====== Selected excerpt

The question of the removal of kitchen refuse, manure, etc., from barracks next calls for notice. The great principle to be observed in removing the solid refuse from barracks is that every decomposable substance should be taken away at once. This principle applies especially in warm climates. Even the daily removal of refuse entails the necessity of places for the deposit of the refuse, and therefore this principle must be applied in various ways to suit local convenience. In open situations, exposed to cool winds, there is less danger of injury to health from decomposing matters than there would be in hot, moist, or close positions. In the country generally there is less risk of injury than in close parts of towns. These considerations show that the same stringency is not necessarily required everywhere. Position by itself affords a certain degree of protection from nuisance. The amount of decomposing matter usually produced is also another point to be considered. A small daily product is not, of course, so injurious as a large product. Even the manner of accumulating decomposing substances influences their effect on health. There is less risk from a dung heap to the leeward than to the windward of a barrack. The receptacles in which refuse is temporarily placed, such as ash pits and manure pits, should never be below the level of the ground. If a deep pit is dug in the ground, into which the refuse is thrown in the intervals between times of removal, rain and surface water will mix with the refuse and hasten its decomposition, and generally the lowest part of the filth will not be removed, but will be left to fester and produce malaria. In all places where the occupation is permanent the following conditions should be attended to:

1. That the places of deposit be sufficiently removed from inhabited buildings to prevent any smell being perceived by the occupants. 2. That the places of deposit be above the level of the ground—never dug out of the ground. The floor of the ash pit or dung pit should be at least six inches above the surface level. 3. That the floor be paved with square sets, or flagged and drained. 4. That ash pits be covered. 5. That a space should be paved in front, so as to provide that the traffic which takes place in depositing the refuse or in removing it shall not produce a polluted surface.

============
====== Provided material

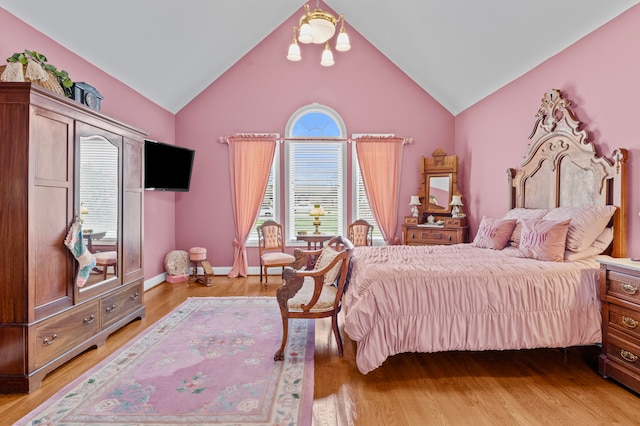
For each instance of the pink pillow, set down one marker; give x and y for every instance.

============

## Requests
[a] Answer these from the passage on barracks refuse:
(i) In what kind of climate does the principle of taking refuse away at once apply especially?
(ii) Is there less risk from a dung heap to the leeward or to the windward of a barrack?
(iii) At least how far above the surface level should the floor of an ash pit or dung pit be?
[b] Revise the passage on barracks refuse, writing out everything from "1. That the" down to "a polluted surface." with "six inches" changed to "eight inches".
The material above comes from a separate source and has no connection to the passage on barracks refuse.

## Results in order
[a]
(i) Warm climates.
(ii) To the leeward.
(iii) Six inches.

[b]
1. That the places of deposit be sufficiently removed from inhabited buildings to prevent any smell being perceived by the occupants. 2. That the places of deposit be above the level of the ground—never dug out of the ground. The floor of the ash pit or dung pit should be at least eight inches above the surface level. 3. That the floor be paved with square sets, or flagged and drained. 4. That ash pits be covered. 5. That a space should be paved in front, so as to provide that the traffic which takes place in depositing the refuse or in removing it shall not produce a polluted surface.